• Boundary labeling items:

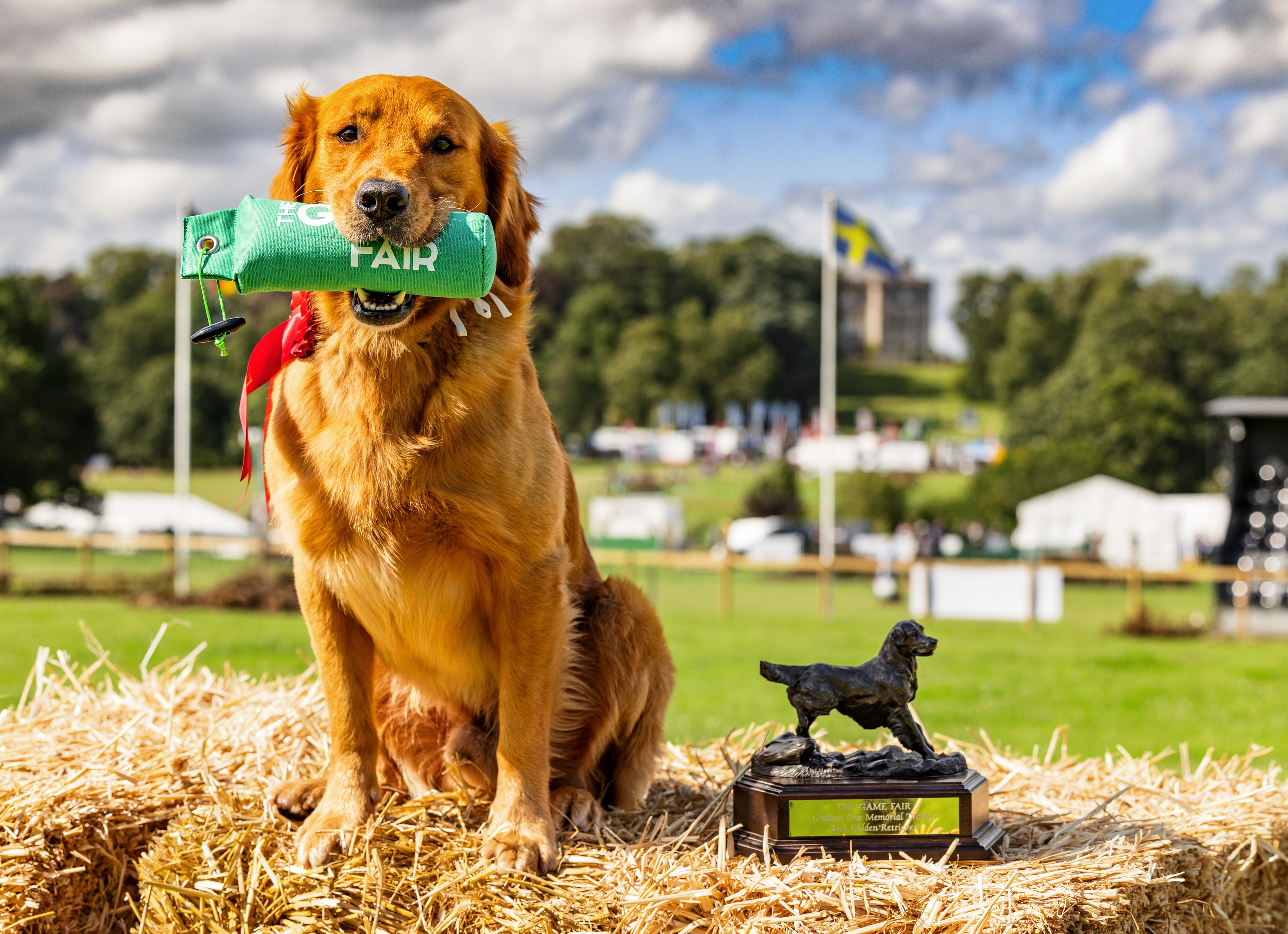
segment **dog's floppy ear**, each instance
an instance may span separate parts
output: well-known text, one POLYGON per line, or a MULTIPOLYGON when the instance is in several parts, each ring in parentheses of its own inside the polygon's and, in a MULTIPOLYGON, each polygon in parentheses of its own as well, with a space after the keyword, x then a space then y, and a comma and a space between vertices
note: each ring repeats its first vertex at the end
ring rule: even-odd
POLYGON ((496 230, 496 275, 505 284, 522 288, 528 282, 528 242, 540 226, 536 207, 541 202, 519 184, 523 157, 510 139, 509 125, 492 124, 489 129, 483 142, 483 175, 487 214, 496 230))
POLYGON ((317 149, 318 99, 303 87, 286 102, 287 124, 282 130, 282 167, 268 187, 268 197, 304 201, 304 178, 317 149))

• THE REQUEST:
Rewrite the records above with every occurrence of "instance" changed to "object" and everything else kept the same, leaving out the pictures.

• ANSWER TO THE TASK:
segment **dog's floppy ear**, each object
an object may span separate parts
output: well-known text, one POLYGON per line, or a MULTIPOLYGON when the object is in several parts, each ring in parentheses of its own inside the polygon's and, in a MULTIPOLYGON, each polygon in parentheses of its own as well, with a space after the keyword, x then a space then y, and a comma and a space between vertices
note: each ring repeats its first vertex at the end
ring rule: even-odd
POLYGON ((496 230, 496 275, 505 284, 522 288, 528 282, 528 242, 540 226, 536 207, 541 202, 519 184, 523 157, 510 139, 509 125, 492 124, 489 129, 483 142, 483 175, 487 214, 496 230))
POLYGON ((317 149, 318 99, 303 87, 286 102, 287 124, 282 130, 282 167, 268 187, 268 197, 304 201, 304 178, 317 149))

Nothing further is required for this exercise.